Work order: Transcribe the records in their entirety, exactly as given.

-- Supplied data follows --

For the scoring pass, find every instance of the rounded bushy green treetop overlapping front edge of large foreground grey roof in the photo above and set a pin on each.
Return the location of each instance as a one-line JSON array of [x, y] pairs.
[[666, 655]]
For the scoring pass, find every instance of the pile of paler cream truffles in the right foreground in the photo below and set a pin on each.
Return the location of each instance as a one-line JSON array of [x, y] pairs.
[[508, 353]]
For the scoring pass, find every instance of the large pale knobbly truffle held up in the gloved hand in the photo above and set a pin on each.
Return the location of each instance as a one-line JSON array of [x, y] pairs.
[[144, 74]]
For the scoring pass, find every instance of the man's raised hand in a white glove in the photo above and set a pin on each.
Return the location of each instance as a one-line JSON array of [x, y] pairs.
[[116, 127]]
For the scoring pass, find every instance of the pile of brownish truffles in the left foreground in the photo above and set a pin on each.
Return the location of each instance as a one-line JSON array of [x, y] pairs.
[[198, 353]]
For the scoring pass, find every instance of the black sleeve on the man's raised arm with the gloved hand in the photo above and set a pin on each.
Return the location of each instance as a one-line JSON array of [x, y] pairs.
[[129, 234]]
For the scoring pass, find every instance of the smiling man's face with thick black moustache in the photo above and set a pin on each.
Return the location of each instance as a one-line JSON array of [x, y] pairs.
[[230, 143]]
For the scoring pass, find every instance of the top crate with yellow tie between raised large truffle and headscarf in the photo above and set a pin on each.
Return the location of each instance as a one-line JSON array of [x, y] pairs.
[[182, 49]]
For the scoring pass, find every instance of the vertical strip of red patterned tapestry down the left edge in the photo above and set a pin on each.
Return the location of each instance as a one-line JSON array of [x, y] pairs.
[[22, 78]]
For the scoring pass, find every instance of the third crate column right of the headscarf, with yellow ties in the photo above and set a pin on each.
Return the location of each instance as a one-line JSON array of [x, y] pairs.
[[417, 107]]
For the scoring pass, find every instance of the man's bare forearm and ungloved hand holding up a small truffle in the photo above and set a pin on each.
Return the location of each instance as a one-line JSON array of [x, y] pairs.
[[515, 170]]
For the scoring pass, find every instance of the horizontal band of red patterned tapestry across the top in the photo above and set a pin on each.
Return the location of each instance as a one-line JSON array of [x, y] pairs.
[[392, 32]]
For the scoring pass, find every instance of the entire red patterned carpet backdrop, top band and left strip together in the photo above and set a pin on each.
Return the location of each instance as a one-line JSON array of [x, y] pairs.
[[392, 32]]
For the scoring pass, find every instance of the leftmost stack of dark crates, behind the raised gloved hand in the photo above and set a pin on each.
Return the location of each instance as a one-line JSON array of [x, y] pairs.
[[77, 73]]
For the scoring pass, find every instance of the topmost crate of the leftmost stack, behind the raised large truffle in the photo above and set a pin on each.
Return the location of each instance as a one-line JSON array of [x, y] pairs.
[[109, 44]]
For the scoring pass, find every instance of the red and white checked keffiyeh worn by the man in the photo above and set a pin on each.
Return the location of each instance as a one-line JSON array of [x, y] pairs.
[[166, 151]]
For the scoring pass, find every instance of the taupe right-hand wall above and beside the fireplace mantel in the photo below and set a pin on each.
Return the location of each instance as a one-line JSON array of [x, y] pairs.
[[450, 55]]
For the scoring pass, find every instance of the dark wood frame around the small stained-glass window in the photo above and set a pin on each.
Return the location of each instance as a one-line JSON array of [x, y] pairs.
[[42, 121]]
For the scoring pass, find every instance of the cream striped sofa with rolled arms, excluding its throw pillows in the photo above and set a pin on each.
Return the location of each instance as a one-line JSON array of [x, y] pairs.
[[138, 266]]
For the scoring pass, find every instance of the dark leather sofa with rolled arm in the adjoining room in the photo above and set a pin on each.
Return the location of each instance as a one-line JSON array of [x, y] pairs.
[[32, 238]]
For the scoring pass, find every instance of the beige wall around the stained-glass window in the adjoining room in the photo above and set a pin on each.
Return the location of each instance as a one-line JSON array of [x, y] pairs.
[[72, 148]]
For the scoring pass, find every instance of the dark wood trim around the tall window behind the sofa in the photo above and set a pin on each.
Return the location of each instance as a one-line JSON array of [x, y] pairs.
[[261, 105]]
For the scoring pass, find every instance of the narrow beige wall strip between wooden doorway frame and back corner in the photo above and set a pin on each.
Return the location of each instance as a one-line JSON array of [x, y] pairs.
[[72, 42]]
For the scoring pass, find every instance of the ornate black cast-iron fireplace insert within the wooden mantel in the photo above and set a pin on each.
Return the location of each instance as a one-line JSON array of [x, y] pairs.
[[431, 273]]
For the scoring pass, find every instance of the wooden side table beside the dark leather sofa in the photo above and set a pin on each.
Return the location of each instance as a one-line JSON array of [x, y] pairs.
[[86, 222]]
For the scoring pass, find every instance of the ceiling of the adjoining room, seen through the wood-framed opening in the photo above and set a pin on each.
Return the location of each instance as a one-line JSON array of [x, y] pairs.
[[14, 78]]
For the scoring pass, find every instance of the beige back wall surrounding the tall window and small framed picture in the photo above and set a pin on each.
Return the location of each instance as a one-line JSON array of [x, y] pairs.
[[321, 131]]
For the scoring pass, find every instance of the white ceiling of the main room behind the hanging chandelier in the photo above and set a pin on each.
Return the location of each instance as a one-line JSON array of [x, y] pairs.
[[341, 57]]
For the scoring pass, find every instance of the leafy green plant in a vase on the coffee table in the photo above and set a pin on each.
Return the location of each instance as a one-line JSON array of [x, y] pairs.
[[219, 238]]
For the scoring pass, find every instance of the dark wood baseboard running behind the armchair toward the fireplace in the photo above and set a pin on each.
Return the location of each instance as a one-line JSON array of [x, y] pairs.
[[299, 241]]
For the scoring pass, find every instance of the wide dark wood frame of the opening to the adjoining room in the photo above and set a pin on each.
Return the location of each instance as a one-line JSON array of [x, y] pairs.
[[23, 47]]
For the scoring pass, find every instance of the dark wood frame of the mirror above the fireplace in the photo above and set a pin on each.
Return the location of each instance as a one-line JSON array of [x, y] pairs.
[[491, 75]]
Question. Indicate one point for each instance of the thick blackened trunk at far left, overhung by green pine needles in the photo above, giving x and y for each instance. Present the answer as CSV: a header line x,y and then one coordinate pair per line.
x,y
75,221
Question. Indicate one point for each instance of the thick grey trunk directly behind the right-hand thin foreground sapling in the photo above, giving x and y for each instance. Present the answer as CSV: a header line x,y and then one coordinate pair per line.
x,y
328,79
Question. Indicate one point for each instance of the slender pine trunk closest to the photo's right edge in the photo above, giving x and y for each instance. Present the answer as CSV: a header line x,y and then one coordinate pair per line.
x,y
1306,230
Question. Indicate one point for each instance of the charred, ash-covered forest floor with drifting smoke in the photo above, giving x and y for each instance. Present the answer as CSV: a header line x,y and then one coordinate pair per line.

-- Supplied data concluded --

Solution below:
For the scoring pass, find every instance of the rounded bushy green treetop overlapping front edge of large foreground grey roof in the photo above and set a pin on each.
Return the location of each instance as a one-line JSON array of [x, y] pairs.
[[666, 655]]
For the scoring pass, find every instance of the pile of paler cream truffles in the right foreground in the photo below and set a pin on each.
Return the location of each instance as a one-line JSON array of [x, y] pairs.
[[508, 353]]
For the scoring pass, find every instance of the large pale knobbly truffle held up in the gloved hand in the photo above and set a pin on each.
Return the location of each instance as a one-line JSON array of [x, y] pairs.
[[144, 74]]
For the scoring pass, find every instance of the man's raised hand in a white glove in the photo above and set a pin on each.
Return the location of each instance as a one-line JSON array of [x, y] pairs.
[[116, 127]]
For the scoring pass, find every instance of the pile of brownish truffles in the left foreground in the photo above and set a pin on each.
Return the location of each instance as a one-line JSON array of [x, y] pairs.
[[198, 353]]
For the scoring pass, find every instance of the black sleeve on the man's raised arm with the gloved hand in the photo above and set a pin on each.
Return the location of each instance as a one-line JSON array of [x, y] pairs.
[[129, 234]]
For the scoring pass, find every instance of the smiling man's face with thick black moustache in the photo above and set a pin on each.
Return the location of each instance as a one-line JSON array of [x, y] pairs.
[[230, 143]]
For the scoring pass, find every instance of the top crate with yellow tie between raised large truffle and headscarf in the photo above and set a pin on each.
Return the location of each instance as a one-line JSON array of [x, y] pairs.
[[182, 49]]
For the scoring pass, find every instance of the vertical strip of red patterned tapestry down the left edge in the photo above and set a pin on each.
Return the location of each instance as a one-line JSON array of [x, y] pairs.
[[22, 78]]
For the scoring pass, find every instance of the third crate column right of the headscarf, with yellow ties in the photo above and set a pin on each.
Return the location of each instance as a one-line JSON array of [x, y] pairs.
[[417, 107]]
For the scoring pass, find every instance of the man's bare forearm and ungloved hand holding up a small truffle in the photo above and set a pin on each.
Return the location of each instance as a one-line JSON array of [x, y] pairs.
[[515, 170]]
For the scoring pass, find every instance of the horizontal band of red patterned tapestry across the top in the photo above and set a pin on each.
Return the location of each instance as a one-line JSON array of [x, y] pairs.
[[392, 32]]
For the scoring pass, find every instance of the entire red patterned carpet backdrop, top band and left strip together in the photo above and set a pin on each.
Return the location of each instance as a one-line JSON array of [x, y] pairs.
[[392, 32]]
For the scoring pass, find every instance of the leftmost stack of dark crates, behind the raised gloved hand in the photo above and set a pin on each.
Return the location of each instance as a one-line JSON array of [x, y] pairs.
[[77, 73]]
For the scoring pass, find every instance of the topmost crate of the leftmost stack, behind the raised large truffle in the photo above and set a pin on each.
Return the location of each instance as a one-line JSON array of [x, y] pairs.
[[109, 44]]
For the scoring pass, find every instance of the red and white checked keffiyeh worn by the man in the photo above and set a pin on each.
Return the location of each instance as a one-line JSON array of [x, y] pairs.
[[166, 151]]
For the scoring pass, find every instance of the taupe right-hand wall above and beside the fireplace mantel in the photo below and set a pin on each.
Return the location of each instance as a one-line JSON array of [x, y] pairs.
[[450, 55]]
For the scoring pass, find every instance of the dark wood frame around the small stained-glass window in the photo above and set a pin on each.
Return the location of each instance as a one-line JSON array of [x, y] pairs.
[[42, 121]]
For the scoring pass, find every instance of the cream striped sofa with rolled arms, excluding its throw pillows in the photo above and set a pin on each.
Return the location of each instance as a one-line JSON array of [x, y] pairs.
[[138, 266]]
For the scoring pass, find every instance of the dark leather sofa with rolled arm in the adjoining room in the photo above and set a pin on each.
Return the location of each instance as a one-line JSON array of [x, y] pairs.
[[32, 238]]
For the scoring pass, find every instance of the beige wall around the stained-glass window in the adjoining room in the photo above and set a pin on each.
Return the location of each instance as a one-line JSON array of [x, y] pairs.
[[72, 148]]
For the scoring pass, find every instance of the dark wood trim around the tall window behind the sofa in the photo above and set a pin on each.
Return the location of each instance as a one-line JSON array of [x, y] pairs.
[[261, 105]]
For the scoring pass, find every instance of the narrow beige wall strip between wooden doorway frame and back corner in the photo above and set a pin on each.
Return the location of each instance as a one-line JSON array of [x, y] pairs.
[[72, 42]]
For the scoring pass, find every instance of the ornate black cast-iron fireplace insert within the wooden mantel in the photo above and set a pin on each.
Return the location of each instance as a one-line JSON array of [x, y] pairs.
[[431, 273]]
For the scoring pass, find every instance of the wooden side table beside the dark leather sofa in the photo above and set a pin on each.
Return the location of each instance as a one-line JSON array of [x, y] pairs.
[[86, 222]]
For the scoring pass, find every instance of the ceiling of the adjoining room, seen through the wood-framed opening in the photo above and set a pin on each.
Return the location of each instance as a one-line JSON array of [x, y] pairs.
[[14, 78]]
For the scoring pass, find every instance of the beige back wall surrounding the tall window and small framed picture in the photo above and set a pin on each.
Return the location of each instance as a one-line JSON array of [x, y] pairs.
[[321, 131]]
For the scoring pass, find every instance of the white ceiling of the main room behind the hanging chandelier in the photo above and set a pin on each.
Return the location of each instance as a one-line JSON array of [x, y] pairs.
[[341, 57]]
For the scoring pass, find every instance of the leafy green plant in a vase on the coffee table in the photo above and set a pin on each.
Return the location of each instance as a one-line JSON array of [x, y] pairs.
[[219, 238]]
For the scoring pass, find every instance of the dark wood baseboard running behind the armchair toward the fireplace in the photo above and set a pin on each.
Return the location of each instance as a one-line JSON array of [x, y] pairs.
[[299, 241]]
For the scoring pass, find every instance of the wide dark wood frame of the opening to the adjoining room in the photo above and set a pin on each.
Return the location of each instance as a one-line JSON array of [x, y] pairs.
[[23, 47]]
For the scoring pass, find every instance of the dark wood frame of the mirror above the fireplace in the photo above and set a pin on each.
Return the location of each instance as a one-line JSON array of [x, y] pairs.
[[491, 75]]
Question. Indicate one point for each instance of the thick blackened trunk at far left, overhung by green pine needles in the photo above, giving x and y for each instance. Present the answer as CSV: a header line x,y and then one coordinate pair per line.
x,y
75,221
Question. Indicate one point for each instance of the thick grey trunk directly behind the right-hand thin foreground sapling in the photo above, giving x and y for each instance. Present the answer as CSV: a header line x,y and then one coordinate pair per line.
x,y
328,79
Question. Indicate one point for each instance of the slender pine trunk closest to the photo's right edge in the photo above, giving x and y for each instance. Present the answer as CSV: a header line x,y and then one coordinate pair per line.
x,y
1306,230
Question. Indicate one point for each instance of the charred, ash-covered forest floor with drifting smoke in the photo above, giving x and y for each instance. Present the answer as CSV: a header line x,y and then one coordinate pair per line.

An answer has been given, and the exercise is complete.